*** Opening DATA SECTION ***
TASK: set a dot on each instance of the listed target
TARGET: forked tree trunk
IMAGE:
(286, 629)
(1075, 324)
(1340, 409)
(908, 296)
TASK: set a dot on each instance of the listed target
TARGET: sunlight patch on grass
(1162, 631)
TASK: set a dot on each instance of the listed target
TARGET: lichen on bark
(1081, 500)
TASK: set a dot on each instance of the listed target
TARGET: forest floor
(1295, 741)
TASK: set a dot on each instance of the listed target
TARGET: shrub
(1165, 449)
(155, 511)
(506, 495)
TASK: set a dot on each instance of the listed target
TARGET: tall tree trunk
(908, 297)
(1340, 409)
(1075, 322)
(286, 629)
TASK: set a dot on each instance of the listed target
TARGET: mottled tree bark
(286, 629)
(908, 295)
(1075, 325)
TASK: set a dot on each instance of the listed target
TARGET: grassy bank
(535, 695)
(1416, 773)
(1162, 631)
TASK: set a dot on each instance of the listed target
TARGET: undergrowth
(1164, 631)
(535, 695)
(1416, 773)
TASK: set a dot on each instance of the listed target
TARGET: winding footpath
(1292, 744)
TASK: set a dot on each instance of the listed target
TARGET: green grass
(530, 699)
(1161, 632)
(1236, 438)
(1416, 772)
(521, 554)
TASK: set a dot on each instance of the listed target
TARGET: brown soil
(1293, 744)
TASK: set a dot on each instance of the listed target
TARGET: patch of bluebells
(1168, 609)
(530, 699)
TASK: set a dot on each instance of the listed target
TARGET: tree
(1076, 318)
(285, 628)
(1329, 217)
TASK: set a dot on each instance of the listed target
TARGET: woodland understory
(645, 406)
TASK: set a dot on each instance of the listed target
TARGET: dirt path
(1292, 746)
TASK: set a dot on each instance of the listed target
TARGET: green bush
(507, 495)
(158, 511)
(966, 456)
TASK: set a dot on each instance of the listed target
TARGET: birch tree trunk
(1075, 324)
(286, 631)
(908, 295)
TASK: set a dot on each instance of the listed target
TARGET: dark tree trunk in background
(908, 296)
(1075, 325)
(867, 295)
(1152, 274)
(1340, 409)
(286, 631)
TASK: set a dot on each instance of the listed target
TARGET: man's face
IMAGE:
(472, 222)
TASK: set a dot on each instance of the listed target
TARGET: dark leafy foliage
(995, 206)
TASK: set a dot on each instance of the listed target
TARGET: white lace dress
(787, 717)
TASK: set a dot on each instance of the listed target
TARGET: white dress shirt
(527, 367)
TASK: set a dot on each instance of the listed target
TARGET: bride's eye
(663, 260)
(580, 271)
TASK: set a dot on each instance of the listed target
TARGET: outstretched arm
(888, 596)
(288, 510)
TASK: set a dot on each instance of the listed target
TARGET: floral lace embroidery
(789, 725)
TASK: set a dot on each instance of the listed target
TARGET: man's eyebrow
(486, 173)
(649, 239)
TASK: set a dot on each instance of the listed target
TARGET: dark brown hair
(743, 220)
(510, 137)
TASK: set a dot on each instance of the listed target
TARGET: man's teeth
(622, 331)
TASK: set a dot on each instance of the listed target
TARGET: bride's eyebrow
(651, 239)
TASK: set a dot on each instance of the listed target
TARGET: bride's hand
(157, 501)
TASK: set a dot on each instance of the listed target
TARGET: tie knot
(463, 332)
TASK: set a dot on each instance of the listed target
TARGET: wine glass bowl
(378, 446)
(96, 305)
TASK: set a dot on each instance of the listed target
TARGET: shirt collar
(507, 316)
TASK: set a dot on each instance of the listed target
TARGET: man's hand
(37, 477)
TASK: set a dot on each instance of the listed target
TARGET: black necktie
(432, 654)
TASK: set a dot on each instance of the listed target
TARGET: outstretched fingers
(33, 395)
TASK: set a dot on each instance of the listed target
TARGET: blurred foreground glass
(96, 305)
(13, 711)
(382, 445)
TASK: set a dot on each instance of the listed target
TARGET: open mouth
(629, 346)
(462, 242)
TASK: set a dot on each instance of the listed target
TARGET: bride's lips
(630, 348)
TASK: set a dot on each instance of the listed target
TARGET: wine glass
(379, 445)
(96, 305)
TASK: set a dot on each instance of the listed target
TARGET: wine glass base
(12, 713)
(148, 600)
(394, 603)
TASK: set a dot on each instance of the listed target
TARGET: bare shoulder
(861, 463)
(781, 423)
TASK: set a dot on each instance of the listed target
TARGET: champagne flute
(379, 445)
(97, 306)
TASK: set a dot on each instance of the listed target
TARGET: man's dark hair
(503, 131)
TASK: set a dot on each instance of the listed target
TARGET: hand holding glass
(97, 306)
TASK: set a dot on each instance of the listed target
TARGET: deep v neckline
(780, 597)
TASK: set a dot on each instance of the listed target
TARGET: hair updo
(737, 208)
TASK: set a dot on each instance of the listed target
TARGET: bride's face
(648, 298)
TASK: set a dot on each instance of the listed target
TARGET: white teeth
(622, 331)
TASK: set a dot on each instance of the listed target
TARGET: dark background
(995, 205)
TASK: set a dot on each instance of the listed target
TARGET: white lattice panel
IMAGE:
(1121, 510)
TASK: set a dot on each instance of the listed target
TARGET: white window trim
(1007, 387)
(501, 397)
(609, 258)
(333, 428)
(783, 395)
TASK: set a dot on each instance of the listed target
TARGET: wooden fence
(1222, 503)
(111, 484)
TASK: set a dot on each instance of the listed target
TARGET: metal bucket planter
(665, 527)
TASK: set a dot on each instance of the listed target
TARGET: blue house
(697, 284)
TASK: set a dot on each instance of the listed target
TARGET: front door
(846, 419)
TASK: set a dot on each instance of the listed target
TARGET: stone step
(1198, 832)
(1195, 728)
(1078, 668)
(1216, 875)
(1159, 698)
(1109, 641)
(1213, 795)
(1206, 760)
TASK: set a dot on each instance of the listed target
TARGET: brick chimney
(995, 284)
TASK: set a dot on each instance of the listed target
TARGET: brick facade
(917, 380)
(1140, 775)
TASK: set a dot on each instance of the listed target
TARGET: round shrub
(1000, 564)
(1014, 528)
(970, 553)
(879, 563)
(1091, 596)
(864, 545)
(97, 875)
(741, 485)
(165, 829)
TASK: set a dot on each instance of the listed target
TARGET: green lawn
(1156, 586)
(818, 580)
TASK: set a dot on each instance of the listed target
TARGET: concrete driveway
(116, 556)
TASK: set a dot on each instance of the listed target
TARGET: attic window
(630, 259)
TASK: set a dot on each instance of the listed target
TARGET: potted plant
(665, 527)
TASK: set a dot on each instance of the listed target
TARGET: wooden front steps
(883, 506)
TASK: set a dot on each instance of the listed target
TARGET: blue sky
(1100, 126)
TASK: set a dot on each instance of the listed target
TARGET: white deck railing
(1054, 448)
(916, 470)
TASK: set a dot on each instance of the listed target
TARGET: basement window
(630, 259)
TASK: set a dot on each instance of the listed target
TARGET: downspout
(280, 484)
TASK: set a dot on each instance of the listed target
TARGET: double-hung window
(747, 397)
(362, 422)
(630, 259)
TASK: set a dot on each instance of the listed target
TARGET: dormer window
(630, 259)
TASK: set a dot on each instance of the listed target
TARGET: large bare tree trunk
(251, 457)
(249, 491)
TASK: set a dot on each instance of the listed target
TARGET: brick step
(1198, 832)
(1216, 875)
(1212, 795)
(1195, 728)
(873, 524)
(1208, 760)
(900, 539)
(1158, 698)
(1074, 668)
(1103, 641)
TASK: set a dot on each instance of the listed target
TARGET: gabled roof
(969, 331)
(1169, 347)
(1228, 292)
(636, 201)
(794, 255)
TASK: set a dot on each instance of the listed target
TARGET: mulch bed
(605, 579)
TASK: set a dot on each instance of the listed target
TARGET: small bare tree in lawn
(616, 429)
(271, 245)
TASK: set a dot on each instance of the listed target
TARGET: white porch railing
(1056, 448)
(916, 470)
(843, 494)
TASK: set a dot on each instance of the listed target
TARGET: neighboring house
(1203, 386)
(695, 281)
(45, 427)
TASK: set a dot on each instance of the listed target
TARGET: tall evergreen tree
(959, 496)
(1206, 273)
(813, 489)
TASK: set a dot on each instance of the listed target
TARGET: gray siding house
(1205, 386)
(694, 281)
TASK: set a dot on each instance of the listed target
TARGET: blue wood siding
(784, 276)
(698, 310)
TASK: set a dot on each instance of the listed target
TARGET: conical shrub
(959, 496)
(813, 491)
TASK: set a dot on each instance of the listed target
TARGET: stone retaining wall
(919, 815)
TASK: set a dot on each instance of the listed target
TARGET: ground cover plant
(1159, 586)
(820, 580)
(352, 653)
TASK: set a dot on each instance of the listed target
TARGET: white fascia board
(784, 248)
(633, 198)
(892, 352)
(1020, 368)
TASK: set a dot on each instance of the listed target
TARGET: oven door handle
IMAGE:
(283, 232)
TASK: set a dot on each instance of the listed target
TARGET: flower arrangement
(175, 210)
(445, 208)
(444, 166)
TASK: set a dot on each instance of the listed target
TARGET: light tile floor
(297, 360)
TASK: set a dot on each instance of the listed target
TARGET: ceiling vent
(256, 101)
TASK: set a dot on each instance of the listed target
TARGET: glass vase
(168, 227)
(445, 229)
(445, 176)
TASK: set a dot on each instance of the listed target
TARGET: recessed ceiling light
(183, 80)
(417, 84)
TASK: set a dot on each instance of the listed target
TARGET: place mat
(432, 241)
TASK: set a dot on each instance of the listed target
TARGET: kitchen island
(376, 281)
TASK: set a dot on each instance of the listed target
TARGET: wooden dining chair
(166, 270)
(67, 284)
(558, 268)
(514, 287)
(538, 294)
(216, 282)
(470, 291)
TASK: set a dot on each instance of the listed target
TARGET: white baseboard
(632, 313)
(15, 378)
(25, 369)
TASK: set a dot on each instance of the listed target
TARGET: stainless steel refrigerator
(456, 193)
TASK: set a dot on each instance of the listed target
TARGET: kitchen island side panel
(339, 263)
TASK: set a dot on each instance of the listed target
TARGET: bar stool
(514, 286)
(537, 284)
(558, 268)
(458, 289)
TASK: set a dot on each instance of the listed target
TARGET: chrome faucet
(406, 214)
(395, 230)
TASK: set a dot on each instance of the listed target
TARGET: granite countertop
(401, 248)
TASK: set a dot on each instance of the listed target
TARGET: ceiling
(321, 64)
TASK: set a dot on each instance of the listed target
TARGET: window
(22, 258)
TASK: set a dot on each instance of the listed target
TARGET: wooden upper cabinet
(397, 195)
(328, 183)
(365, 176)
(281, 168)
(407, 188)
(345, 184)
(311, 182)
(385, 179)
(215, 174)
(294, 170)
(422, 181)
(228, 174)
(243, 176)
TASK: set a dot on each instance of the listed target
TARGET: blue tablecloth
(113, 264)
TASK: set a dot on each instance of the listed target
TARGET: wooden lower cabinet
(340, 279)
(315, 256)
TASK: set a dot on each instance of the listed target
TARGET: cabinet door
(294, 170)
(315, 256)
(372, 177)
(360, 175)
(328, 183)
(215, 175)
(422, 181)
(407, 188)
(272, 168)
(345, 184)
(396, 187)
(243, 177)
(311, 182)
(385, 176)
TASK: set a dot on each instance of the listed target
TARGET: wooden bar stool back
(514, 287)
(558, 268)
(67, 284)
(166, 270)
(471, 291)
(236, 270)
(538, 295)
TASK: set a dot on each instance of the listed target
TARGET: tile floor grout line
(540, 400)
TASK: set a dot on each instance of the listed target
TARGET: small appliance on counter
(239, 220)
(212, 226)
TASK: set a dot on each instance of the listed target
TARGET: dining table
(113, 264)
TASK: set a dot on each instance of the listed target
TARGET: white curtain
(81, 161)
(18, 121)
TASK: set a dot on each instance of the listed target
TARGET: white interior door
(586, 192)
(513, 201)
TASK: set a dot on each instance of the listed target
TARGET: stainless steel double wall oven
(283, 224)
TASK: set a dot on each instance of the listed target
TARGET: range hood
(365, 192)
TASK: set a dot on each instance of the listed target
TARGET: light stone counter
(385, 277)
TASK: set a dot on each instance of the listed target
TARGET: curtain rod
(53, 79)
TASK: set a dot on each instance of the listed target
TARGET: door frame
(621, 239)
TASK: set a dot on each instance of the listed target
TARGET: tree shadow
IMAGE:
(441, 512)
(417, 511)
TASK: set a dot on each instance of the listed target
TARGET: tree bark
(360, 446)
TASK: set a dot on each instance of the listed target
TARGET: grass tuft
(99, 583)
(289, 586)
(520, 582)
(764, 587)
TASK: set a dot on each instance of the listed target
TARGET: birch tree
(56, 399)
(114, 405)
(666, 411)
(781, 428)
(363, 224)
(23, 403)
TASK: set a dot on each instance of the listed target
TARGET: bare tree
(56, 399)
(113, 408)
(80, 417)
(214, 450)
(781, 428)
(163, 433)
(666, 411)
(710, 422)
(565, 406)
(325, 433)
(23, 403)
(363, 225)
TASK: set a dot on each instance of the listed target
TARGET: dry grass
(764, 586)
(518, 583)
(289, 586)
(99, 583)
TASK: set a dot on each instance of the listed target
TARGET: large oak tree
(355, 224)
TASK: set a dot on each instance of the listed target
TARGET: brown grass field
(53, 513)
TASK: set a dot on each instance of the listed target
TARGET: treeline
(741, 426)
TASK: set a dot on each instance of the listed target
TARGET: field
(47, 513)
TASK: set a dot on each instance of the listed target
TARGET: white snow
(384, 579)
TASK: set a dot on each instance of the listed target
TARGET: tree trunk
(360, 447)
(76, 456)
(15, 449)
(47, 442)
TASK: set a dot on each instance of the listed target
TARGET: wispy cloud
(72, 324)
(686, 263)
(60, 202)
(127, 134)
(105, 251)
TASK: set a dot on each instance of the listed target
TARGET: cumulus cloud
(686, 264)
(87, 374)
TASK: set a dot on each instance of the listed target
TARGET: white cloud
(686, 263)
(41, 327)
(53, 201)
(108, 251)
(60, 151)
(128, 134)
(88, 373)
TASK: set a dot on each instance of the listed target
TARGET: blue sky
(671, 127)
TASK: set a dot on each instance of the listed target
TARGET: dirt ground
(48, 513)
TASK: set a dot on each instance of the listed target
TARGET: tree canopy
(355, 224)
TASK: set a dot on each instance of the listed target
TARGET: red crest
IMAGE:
*** Closing DATA SECTION ***
=== YOUR TASK ===
Reply with the lines from the one that contains "TARGET: cumulus cloud" through the last line of the material above, copied exactly and nothing else.

=== RESULT OF THE TASK ===
TARGET: cumulus cloud
(686, 264)
(87, 374)
TASK: set a dot on each instance of the listed target
TARGET: white cloud
(686, 263)
(41, 327)
(53, 201)
(108, 251)
(60, 151)
(128, 134)
(88, 373)
TASK: set a dot on each instance of the listed target
TARGET: blue sky
(671, 127)
TASK: set a dot on each instance of the listed target
TARGET: dirt ground
(48, 513)
TASK: set a dot on each instance of the listed target
TARGET: tree canopy
(355, 224)
TASK: set a dot on each instance of the listed target
TARGET: red crest
IMAGE:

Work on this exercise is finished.